ФРАГМЕНТ ТЕКСТА -
XIX — начало XX века
Изучение общественного института «тайп» поможет лучше осмыслить остающийся и на сегодняшний день недостаточно исследованным вопрос о социальном и экономическом развитии вайнахов в дореволюционном прошлом.
В задачу автора не входит рассмотрение всего комплекса вопросов о тайпе. В данной статье лишь предпринята попытка показать несостоятельность устоявшихся представлений о нем как об этнографическом роде и тем самым привлечь внимание ученых к его углубленному и всестороннему изучению.
Термин «тайп» употребляют довольно часто, однако работ, специально посвященных ему, очень мало, да и те не удовлетворяют требованиям современной советской историко-этнографической науки.
К вопросу о «тайпе» в той или иной связи, не ставя задачу его специального рассмотрения, обращались А. А. Саламов, А. И. Шамилев, К. 3. Чокаев. Интересный фактический материал по этому вопросу содержится в работах А. С. Сулейманова.
Специальная брошюра, посвященная чеченскому общественному институту «тайп», была написана М. Мамакаевым. Он поставил перед собой цель развенчать мнение о чеченском тайпе: как об организации всеобщего равенства, свободы и благоденствия. Отчасти это ему удалось, что было для своего времени шагом вперед. Однако справиться с поставленной задачей полностью автор не смог, особенно в той части, где излагается и осмысливается соответствующий конкретный — фактический — материал.
По нашему мнению, ошибкой М. Мамакаева было сосредоточение основного внимания на внешних формальных признаках чеченского тайпа и этнографического рода ирокезов, описанного Л. Морганом. Абсолютизация этого момента привела к недооценке качественного уровня экономического и социального развития рассматриваемых этносов. В результате чеченский тайп оказался отождествленным с классическим этнографическим родом.
Что же представляет собой чеченский тайп в понимании М. Мамакаева? «Уже в XVI—XVII веках, судя по историческим, фольклорным и археологическим источникам, чеченский тайп перестал быть той «чудесной организацией», где все были равны, где все чеческие споры и недоразумения разрешались тем коллективом, которого они касались, — всем тайпом или же избранным им советом старейшин. И общинное землевладение являлось лишь юридической фикцией, маскировавшей фактически существовавшую частную (и частную феодальную) собственность» (подч. нами.— С. X.), — пишет М. Мамакаев.
Здесь М. Мамакаев отчасти прав. Следует, однако, уточнить, что частная собственность на террасные участки, а тем более средства производства, перестает быть собственностью рода на Северо-Восточном Кавказе еще в эпоху бронзового века8. Из наследия марксизма-ленинизма хорошо известно: там, где фактически есть частная собственность, там обязательны малая семья и наследование, и, как следствие всего этого, обмен.

ВЫДЕРЖКА ИЗ ДАННЫХ -
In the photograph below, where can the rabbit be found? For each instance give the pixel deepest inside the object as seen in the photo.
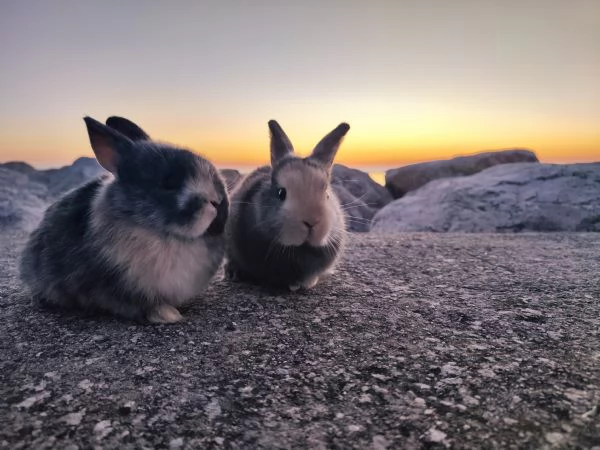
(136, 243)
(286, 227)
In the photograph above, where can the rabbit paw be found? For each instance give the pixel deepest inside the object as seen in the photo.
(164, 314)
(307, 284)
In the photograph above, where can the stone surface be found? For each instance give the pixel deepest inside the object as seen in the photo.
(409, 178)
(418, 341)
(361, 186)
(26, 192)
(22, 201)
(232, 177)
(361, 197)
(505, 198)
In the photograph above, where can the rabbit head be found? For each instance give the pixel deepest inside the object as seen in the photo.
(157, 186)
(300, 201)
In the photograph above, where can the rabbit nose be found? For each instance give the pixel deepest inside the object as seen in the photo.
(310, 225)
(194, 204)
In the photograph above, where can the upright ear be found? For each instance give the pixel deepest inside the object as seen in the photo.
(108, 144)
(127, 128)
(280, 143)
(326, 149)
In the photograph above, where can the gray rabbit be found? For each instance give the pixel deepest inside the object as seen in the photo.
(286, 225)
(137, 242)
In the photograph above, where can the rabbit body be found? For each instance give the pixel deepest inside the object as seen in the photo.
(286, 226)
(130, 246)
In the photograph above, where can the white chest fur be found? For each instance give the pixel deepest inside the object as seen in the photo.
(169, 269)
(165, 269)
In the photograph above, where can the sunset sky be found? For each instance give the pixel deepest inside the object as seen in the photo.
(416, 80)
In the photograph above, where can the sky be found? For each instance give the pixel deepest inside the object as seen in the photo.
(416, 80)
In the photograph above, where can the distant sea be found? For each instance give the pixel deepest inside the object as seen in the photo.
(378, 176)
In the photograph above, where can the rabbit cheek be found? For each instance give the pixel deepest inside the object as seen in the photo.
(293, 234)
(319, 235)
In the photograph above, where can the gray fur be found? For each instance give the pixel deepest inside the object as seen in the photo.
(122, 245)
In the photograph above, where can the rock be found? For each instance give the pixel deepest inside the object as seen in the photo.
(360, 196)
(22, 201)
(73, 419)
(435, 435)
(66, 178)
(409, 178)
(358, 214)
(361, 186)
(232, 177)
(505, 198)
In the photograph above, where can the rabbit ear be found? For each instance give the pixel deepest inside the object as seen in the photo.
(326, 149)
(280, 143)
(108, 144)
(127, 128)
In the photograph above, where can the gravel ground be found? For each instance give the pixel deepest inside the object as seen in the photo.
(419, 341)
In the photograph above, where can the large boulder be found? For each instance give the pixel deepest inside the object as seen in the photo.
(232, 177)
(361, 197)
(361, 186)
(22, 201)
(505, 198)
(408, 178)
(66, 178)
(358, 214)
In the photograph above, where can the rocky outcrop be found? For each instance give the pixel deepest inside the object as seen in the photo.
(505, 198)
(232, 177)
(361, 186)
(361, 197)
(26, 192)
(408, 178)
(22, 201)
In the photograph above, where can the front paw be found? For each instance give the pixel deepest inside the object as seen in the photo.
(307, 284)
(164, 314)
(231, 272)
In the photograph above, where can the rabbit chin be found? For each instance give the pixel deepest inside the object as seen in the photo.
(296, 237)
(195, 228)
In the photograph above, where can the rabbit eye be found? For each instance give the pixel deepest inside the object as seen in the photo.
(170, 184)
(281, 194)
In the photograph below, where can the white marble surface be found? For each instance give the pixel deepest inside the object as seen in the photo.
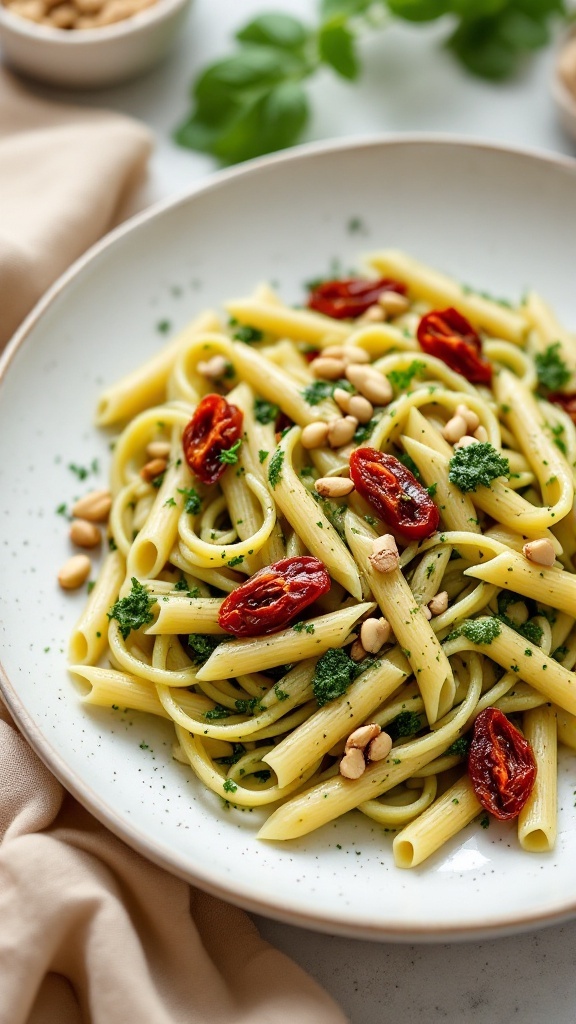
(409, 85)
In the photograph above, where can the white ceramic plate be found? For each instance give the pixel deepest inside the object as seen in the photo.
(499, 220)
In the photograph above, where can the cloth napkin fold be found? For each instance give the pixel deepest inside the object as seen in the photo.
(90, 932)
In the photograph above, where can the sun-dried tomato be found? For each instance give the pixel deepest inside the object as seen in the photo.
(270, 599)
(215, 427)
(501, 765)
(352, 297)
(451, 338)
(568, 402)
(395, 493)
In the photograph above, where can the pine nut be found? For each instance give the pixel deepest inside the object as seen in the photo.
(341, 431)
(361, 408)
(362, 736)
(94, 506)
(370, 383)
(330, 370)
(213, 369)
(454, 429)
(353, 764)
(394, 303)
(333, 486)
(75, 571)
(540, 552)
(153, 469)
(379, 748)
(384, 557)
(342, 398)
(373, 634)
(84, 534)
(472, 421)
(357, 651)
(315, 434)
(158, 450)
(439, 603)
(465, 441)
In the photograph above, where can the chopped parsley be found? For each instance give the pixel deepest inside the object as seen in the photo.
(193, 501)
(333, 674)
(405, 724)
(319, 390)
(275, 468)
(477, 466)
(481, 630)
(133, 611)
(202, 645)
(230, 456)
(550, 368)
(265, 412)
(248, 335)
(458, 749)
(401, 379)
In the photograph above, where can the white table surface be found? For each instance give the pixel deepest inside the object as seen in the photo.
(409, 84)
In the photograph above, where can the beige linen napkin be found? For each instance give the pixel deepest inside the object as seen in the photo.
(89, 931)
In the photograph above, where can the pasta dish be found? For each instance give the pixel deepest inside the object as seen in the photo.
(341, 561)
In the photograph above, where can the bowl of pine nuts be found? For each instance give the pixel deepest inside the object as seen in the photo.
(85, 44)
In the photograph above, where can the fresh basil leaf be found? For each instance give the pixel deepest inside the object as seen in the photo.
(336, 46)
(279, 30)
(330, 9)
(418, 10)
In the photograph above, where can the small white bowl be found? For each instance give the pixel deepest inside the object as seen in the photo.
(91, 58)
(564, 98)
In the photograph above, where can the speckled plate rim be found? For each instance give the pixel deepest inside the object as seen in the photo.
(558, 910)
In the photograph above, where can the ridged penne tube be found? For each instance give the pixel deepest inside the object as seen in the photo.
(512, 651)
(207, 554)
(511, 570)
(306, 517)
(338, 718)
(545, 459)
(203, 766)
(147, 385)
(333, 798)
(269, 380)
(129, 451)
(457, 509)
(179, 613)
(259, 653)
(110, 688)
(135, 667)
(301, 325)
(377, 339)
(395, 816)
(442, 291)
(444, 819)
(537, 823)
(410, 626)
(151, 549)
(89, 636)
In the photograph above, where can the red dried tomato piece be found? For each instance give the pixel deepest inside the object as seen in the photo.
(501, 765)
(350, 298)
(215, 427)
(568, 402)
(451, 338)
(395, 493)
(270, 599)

ЧТО СДЕЛАТЬ -
- 1) Кто, согласно статье о тайпе, написал специальную брошюру о чеченском общественном институте «тайп»?
- 2) Перепишите из статьи о тайпе отрывок от слов «В задачу автора» до слов «А. С. Сулейманова.» включительно.
- 3) Продолжите статью о тайпе, начав сразу после её последнего предложения.

ОЖИДАЕМЫЕ РЕЗУЛЬТАТЫ -
- 1) М. Мамакаев.

- 2)
В задачу автора не входит рассмотрение всего комплекса вопросов о тайпе. В данной статье лишь предпринята попытка показать несостоятельность устоявшихся представлений о нем как об этнографическом роде и тем самым привлечь внимание ученых к его углубленному и всестороннему изучению.
Термин «тайп» употребляют довольно часто, однако работ, специально посвященных ему, очень мало, да и те не удовлетворяют требованиям современной советской историко-этнографической науки.
К вопросу о «тайпе» в той или иной связи, не ставя задачу его специального рассмотрения, обращались А. А. Саламов, А. И. Шамилев, К. 3. Чокаев. Интересный фактический материал по этому вопросу содержится в работах А. С. Сулейманова.

- 3)
М. Мамакаев, однако, отходит от этих принципиальных положений и, вступая в противоречие с приведенным нами его собственным утверждением, пытается уложить чеченский тайп в Моргановскую схему ирокезского рода. Он находит, что признаки чеченского тайпа тождественны всем двадцати трем признакам ирокезского рода, выделенным и описанным Л. Морганом.
В настоящей статье нет возможности для анализа проведенного М. Мамакаевым сравнительного описания всех признаков чеченского тайпа и классического этнографического рода ирокезов. Поэтому остановимся лишь на некоторых из них — «наиболее убедительных», по мнению М. Мамакаева.
К их числу М. Мамакаевым отнесена, в частности, кровная месть. При этом он считает, что убийство члена другого тайпа влекло за собой кровную месть всему тайпу, к которому принадлежал виновник, что пострадавший тайп убивал любого члена этого тайпа. На самом деле, у чеченцев все обстояло не так прямолинейно и просто. При участии в кровной мести всего тайпа могла бы разразиться кровопролитная война. Разрешение вопросов, связанных с кровной местью, осуществлялось на уровне общественных ячеек: «ц1ийна нах» (досл.: люди одного дома) и «доьзал» — семья. Исследователи, склонные отождествлять тайп с родом, должны были бы учитывать это обстоятельство, ибо род по К. Марксу и Ф. Энгельсу, будучи по своей природе экзогамным, не может состоять из семей.
Свидетельством этого служит, на наш взгляд, обычай чеченцев: сразу после убийства близкие родственники по мужской линии обязаны были покинуть свои жилища и скрываться определенное время. Круг людей, покидающих дома, был строго предопределен обычным правом — это мужчины в пределах круга «ц1ийна нах». Следует отметить, что адаты чеченцев осуждают покушение на жизнь людей, не являющихся непосредственно виновными «куьг бехкениг».
С 30-х годов XIX века, во время военных действий, приближенные Шамиля, с одной стороны, а с другой — прислужники царской военной администрации на Кавказе, преследуя корыстные, конъюнктурные цели, всячески нарушали институт кровной мести и ее устоявшиеся традиционные нормы.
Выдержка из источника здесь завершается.